__ACTIVITY 1__:
From the Mediterranean migration report below, list each location named as the site of a Hellenic Coast Guard search and rescue incident.
__ACTIVITY 2__:
Write the passage that follows the final sentence of the Mediterranean migration report below.

__TEXT BLOCK__:

=== Begin Enclosure ===

Deaths recorded on the three main Mediterranean Sea routes through 163 days of 2019 are at 555 individuals – or less than two thirds of the 875 deaths confirmed during the same period in 2018 (see chart below).
IOM Spain
IOM Spain’s Ana Dodevska reported on Thursday (13/06) that sea arrivals in the Western Mediterranean are now at 8,523 men, women and children through 12 June. That is well below the total for this same period last year when 9,315 irregular migrants had arrived in Spain by the Western Mediterranean route.
While Spain was the Mediterranean’s busiest irregular migration route in 2018, activity in these waters appears to have tapered off significantly after a fast start earlier this year. June arrivals this year through almost two weeks are just 467 men, women and children – or just under 40 per day, Dodevska reported. Last year through 30 days of June the total was entering Spain for the month was 6,926 – or 230 per day to Spain via this same route (see charts below).
IOM Greece
IOM Greece’s Christine Nikolaidou reported on Thursday (13/06) that from Tuesday (11/06) up to date, the Hellenic Coast Guard (HCG) reported at least eight incidents requiring search and rescue operations off the islands of Lesvos, Kos, Samos, Leros, Farmakonisi and Alexandroupoli’s port. The HCG rescued a total of 234 migrants and transferred them to those respective spots.
Those arrivals, others arriving between 10 June and 12 June, bring to 11,683 the total number of sea arrivals to Greece this year (see chart below). Greece’s 2019 arrivals now are now virtually even with the 11,812 arrivals to Greece through this same period in 2018.
Missing Migrants Project
2019 is the sixth year of IOM’s efforts to systematically record deaths on migration routes worldwide through its Missing Migrants Project. Since the beginning of 2014, the project has recorded the deaths of 32,046 individuals, including 1,089 in 2019 (see chart below).
Due to the challenges of collecting information about these people and the contexts of their deaths, the true number of lives lost during migration is likely much higher. Missing Migrants Project records should only be viewed as indicative of the risks associated with migration, rather than representative of the true number of deaths across time or geography.

=== End Enclosure ===

__SUPPLIED DATA__:
=== Begin Enclosure ===

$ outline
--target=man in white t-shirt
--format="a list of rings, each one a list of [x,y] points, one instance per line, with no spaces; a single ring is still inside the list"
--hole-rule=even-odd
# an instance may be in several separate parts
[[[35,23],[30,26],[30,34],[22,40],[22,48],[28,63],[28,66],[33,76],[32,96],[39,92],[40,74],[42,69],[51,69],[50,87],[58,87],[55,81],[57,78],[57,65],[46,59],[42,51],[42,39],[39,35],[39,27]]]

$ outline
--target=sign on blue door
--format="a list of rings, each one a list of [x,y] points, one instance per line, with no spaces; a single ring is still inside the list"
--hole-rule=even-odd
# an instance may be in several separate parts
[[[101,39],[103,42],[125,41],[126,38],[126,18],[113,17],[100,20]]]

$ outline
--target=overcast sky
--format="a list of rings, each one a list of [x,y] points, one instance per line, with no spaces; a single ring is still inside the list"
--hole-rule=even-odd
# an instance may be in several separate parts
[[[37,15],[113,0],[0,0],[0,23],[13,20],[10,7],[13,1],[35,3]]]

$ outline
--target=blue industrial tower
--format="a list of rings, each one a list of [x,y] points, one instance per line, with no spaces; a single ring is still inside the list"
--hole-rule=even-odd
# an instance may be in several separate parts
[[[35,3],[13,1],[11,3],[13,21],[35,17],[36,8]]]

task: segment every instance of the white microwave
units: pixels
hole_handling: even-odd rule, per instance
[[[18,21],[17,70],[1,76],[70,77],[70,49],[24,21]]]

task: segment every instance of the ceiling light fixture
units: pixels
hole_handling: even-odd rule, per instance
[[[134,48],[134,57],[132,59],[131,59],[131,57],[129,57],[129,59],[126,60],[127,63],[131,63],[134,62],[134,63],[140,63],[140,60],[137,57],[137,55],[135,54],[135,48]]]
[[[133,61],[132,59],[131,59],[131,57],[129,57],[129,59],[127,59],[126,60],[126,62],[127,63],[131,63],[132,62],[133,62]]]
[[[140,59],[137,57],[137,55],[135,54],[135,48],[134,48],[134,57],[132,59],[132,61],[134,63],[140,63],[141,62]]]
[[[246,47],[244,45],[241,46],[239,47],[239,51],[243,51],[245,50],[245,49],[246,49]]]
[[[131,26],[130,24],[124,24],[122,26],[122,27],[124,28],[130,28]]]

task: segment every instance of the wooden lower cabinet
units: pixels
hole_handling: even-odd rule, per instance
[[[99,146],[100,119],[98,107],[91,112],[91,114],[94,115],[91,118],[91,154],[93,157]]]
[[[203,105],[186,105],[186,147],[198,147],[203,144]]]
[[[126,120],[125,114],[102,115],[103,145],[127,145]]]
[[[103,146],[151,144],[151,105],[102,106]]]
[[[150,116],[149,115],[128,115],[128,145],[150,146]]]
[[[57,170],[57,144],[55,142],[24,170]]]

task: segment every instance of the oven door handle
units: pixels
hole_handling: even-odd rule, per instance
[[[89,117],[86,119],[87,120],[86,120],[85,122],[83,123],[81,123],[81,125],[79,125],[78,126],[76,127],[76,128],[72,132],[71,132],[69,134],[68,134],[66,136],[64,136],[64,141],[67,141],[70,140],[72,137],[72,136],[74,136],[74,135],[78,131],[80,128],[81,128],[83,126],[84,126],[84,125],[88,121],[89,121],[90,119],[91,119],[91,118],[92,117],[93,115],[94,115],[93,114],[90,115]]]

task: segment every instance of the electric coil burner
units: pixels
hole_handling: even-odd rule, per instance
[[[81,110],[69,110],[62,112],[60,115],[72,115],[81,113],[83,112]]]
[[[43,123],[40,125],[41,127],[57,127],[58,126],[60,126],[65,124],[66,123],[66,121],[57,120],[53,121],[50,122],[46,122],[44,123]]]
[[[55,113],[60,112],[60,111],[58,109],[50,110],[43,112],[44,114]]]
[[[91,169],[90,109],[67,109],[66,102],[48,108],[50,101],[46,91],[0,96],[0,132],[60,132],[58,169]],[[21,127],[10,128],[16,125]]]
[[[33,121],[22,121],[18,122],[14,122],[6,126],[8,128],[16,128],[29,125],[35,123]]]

=== End Enclosure ===

__RESPONSE 1__:
Lesvos, Kos, Samos, Leros, Farmakonisi, Alexandroupoli's port

__RESPONSE 2__:
During the past week in the Mediterranean, Missing Migrants Project recorded the deaths of 12 people. In the Eastern Mediterranean, seven people drowned on 11 June, when a seven-metre rubber boat capsized in the sea area of Pamfyla, 2.5 miles off the port of Mytilene, Lesvos. According to the Hellenic Coast Guard, the victims – four women, two young girls and one man – were rescued from the water unconscious and transferred to the local hospital, where their deaths were confirmed. The boat was carrying a total of 64 migrants, among them 57 survivors. Most survivors come from the Democratic Republic of the Congo, while some originated from Cameroon and Angola.
In the Western Mediterranean, the deaths of five people were reported. On 12 June, Spanish rescue services rescued 49 people (39 men, 4 women and one little boy, with five others whose ages and genders have not been described) from a boat sinking 22 miles off the coast of Motril, Granada, after they had been adrift for more than a day in the Alboran Sea. They reported that four people had fallen overboard and drowned before the rescue. Their bodies have not been recovered. Five survivors had to be medically evacuated by helicopter to a hospital in Almería. Tragically, one of them, a man whose identity is not known, died on the way. The four others, all men, were transferred to the intensive care unit of the hospital where they remain in serious condition. Nine survivors were transferred to the local hospital in Motril, Granada, as some of them, including a little boy and his mother, were admitted with severe burns.
This past week was marked by several tragedies on the US-Mexico border, where 23 people have died since 30 May, or one per day.
Several deaths were recorded on private ranch lands in Texas last week. The US Border Patrol reported that they found the remains of a 20-year-old Mexican woman on a ranch near Carrizo Springs, in Dimmit County. Two days later, the remains of a man were found near a ranch gate also in Carrizo Springs. Near Eagle Pass, the bodies of two men were found floating in the Río Bravo by US Border Patrol agents on 7 June.
Further upstream, the remains of eight people have been found in El Paso border canals over the past few days. The deaths occurred amid rising water levels in canals and the Río Bravo, a normal occurrence during the summer. On Monday, 10 June, authorities found the bodies of three men in a storm-water drain near Ascarate Park, in El Paso. That same day, the body of a fourth man was found in a canal near Upper Valley Road. The remains of a woman were found on Saturday, 8 June, in a canal along Passmore Road, also in El Paso. On Wednesday, 13 June the bodies of an adult man and a little girl were recovered from a canal in the Lower Valley. Water levels in the Río Bravo and its canals have been rising recently with the release of water from dams upstream, which happens annually for the summer irrigation season.
In the Caribbean, families reported that 32 Venezuelans are missing after the boat they were travelling on sank on its way to the island of Curaçao. The migrants left from Venezuela’s north-western state of Falcón on Friday, 7 June. Authorities in Curaçao recovered the body of a man on Sunday, 9 June near Bullenbaai. Forensic experts determined that he died 12 hours before his remains were recovered. The island’s coast guard is still investigating whether he was part of the boat reported missing by family members in Venezuela.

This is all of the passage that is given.